Pointing and labeling entries:
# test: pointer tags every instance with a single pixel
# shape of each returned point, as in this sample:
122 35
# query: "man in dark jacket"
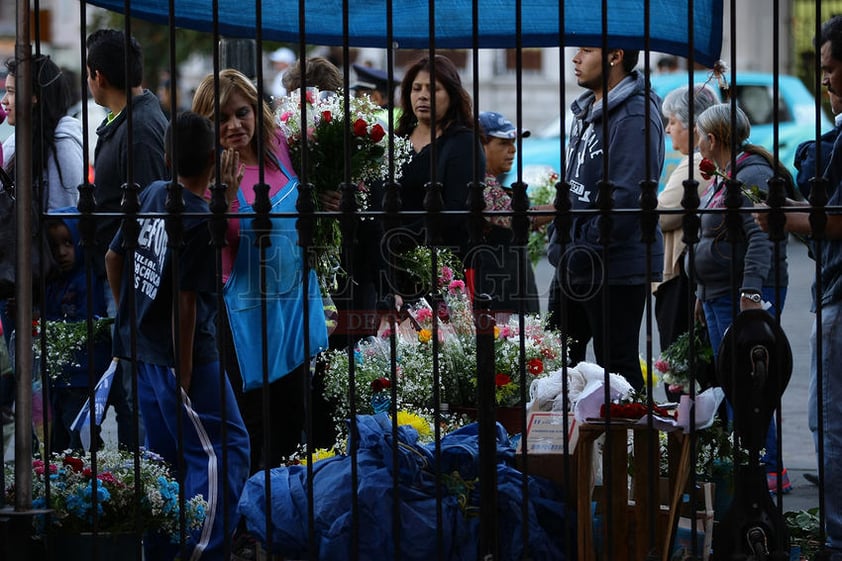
805 154
106 61
604 271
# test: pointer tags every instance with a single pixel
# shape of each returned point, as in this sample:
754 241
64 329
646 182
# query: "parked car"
796 120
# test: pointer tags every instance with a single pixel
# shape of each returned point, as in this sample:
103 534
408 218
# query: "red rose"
377 133
108 477
707 168
501 380
536 366
380 384
360 127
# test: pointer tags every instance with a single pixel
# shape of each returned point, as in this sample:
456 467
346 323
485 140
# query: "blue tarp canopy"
454 24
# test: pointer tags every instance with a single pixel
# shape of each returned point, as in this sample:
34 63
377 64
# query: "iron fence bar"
23 289
818 219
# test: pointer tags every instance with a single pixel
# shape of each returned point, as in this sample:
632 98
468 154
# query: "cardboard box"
545 437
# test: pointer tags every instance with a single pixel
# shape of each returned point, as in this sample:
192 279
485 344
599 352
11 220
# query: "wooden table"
629 519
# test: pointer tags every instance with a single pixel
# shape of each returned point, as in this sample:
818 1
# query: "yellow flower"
645 371
319 454
421 426
425 335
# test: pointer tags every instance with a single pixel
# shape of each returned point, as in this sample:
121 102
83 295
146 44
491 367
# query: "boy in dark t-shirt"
152 274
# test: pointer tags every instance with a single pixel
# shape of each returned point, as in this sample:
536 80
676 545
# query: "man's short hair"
106 55
196 142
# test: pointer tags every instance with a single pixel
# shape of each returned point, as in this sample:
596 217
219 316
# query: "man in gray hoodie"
604 271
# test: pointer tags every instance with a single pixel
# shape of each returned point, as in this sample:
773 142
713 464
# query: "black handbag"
8 239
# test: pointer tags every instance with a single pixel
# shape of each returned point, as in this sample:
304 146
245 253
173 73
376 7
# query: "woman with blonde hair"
239 105
672 295
761 267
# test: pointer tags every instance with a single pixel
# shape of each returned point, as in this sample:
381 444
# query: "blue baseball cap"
496 125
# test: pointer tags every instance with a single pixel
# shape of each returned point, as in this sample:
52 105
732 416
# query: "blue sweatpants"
202 423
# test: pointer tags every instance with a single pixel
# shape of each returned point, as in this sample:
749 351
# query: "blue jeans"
719 316
831 419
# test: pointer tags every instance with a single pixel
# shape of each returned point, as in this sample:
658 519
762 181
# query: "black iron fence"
313 365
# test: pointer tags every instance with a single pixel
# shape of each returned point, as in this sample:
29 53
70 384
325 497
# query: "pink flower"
377 133
360 127
380 384
662 366
456 286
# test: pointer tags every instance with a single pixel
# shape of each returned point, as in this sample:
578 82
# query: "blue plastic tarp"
455 27
419 538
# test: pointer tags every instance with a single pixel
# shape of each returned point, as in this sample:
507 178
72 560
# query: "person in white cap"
281 60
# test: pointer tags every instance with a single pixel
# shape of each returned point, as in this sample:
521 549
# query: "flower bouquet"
709 170
541 192
65 339
325 129
72 486
674 363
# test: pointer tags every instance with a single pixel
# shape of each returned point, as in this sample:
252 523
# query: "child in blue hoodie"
67 301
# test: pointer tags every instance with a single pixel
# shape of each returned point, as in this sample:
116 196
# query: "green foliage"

Short task:
Extract all the data above exactly, excluding every picture.

Correct output:
# test: pointer tags every instance with a single pixel
# shape of each returned point, as in this sample:
122 35
# query: "man in dark jacket"
805 154
106 61
604 271
# test: pointer tags every instance with a single pixel
# shape of each returned point, as in this sample:
754 241
64 329
646 182
# query: "parked car"
796 120
# test: pointer tags every instance with a single pixel
# shape of each returned point, as in this sample:
103 534
408 218
# query: "red rose"
377 133
108 477
707 168
501 380
536 366
380 384
360 127
# test: pointer tags every instance with a single pixel
# shape of each returned point, as in this sample:
456 467
346 323
485 140
# query: "blue tarp canopy"
454 24
# test: pointer tags every instance with a single pixel
# shape of each returned point, as in this sample:
34 63
377 64
# query: "iron fence bar"
23 289
818 219
# test: pointer tags every instance with a single pixel
# shape of each returned point, as in this sample:
632 98
468 154
# query: "cardboard box"
545 437
# test: pointer tags every instance with a single pixel
# shape of each returned point, as in this sample:
192 279
485 344
599 352
11 220
# query: "wooden table"
629 519
# test: pointer tags every instance with a single pixel
# shape of each returned point, as in this sample:
818 1
# query: "yellow flower"
645 371
319 454
421 426
425 335
# test: pointer tags every instance with a single pixel
# shape of each returned point, as in this sample:
121 102
83 295
146 44
491 367
# query: "boy in dark t-shirt"
152 274
# test: pointer tags every instance with a single pixel
# shape of each returned point, as in this sample:
536 80
676 545
# query: "man's short hair"
106 55
196 142
# test: pointer tags every instance with a single pixel
# shape of each returned point, as in this sample:
596 217
219 316
# query: "man in gray hoodie"
604 271
# test: pointer tags every instance with a single pixel
# shape of each returned point, as in this sample:
773 142
713 464
# query: "black handbag"
8 239
# test: pointer tags every instance with a single pixel
# shape of each returned point, as in this sample:
304 146
245 253
173 73
376 7
# query: "woman with blonde hair"
239 105
672 295
761 267
# test: pointer tags every instance with a single pixel
# shape of each returned point, as in this sample:
381 444
# query: "blue baseball cap"
496 125
# test: pointer tags every instance with a single pixel
# shape of each returned point, as in this sample:
52 105
732 416
# query: "blue sweatpants"
202 423
# test: pointer tags every instance with a single pixel
# shape of each returned point, as in this sample:
749 351
# query: "blue jeans"
719 316
831 419
# test: pointer tags every instance with a single pixel
# shape of each returned point, as in this sample:
658 519
762 181
# query: "black iron fence"
313 365
# test: pointer tags every instance with a single pixel
# shape of each returned point, as in this sample:
29 53
70 384
325 497
# query: "pink flower"
377 133
360 127
380 384
662 366
456 286
# test: pointer tags every instance with a single pixel
# shape of each returned point, as in this sample:
578 82
# query: "blue plastic tarp"
455 27
419 538
# test: pointer tags every instance with a single pixel
# shape of each returned point, as in this sample:
507 178
72 560
# query: "person in white cap"
281 60
# test: pointer tags every instance with a single pixel
# shape of each returned point, as in this sample:
521 549
# query: "flower bouquet"
709 170
541 192
65 339
325 129
72 486
674 363
# test: pointer tags every instance with a single pixel
# shape of each returned point, as in this sample:
252 523
# query: "child in blue hoodie"
67 301
# test: pointer tags every instance with a single pixel
# shape of each returned point, as in this sample:
116 196
# query: "green foliage"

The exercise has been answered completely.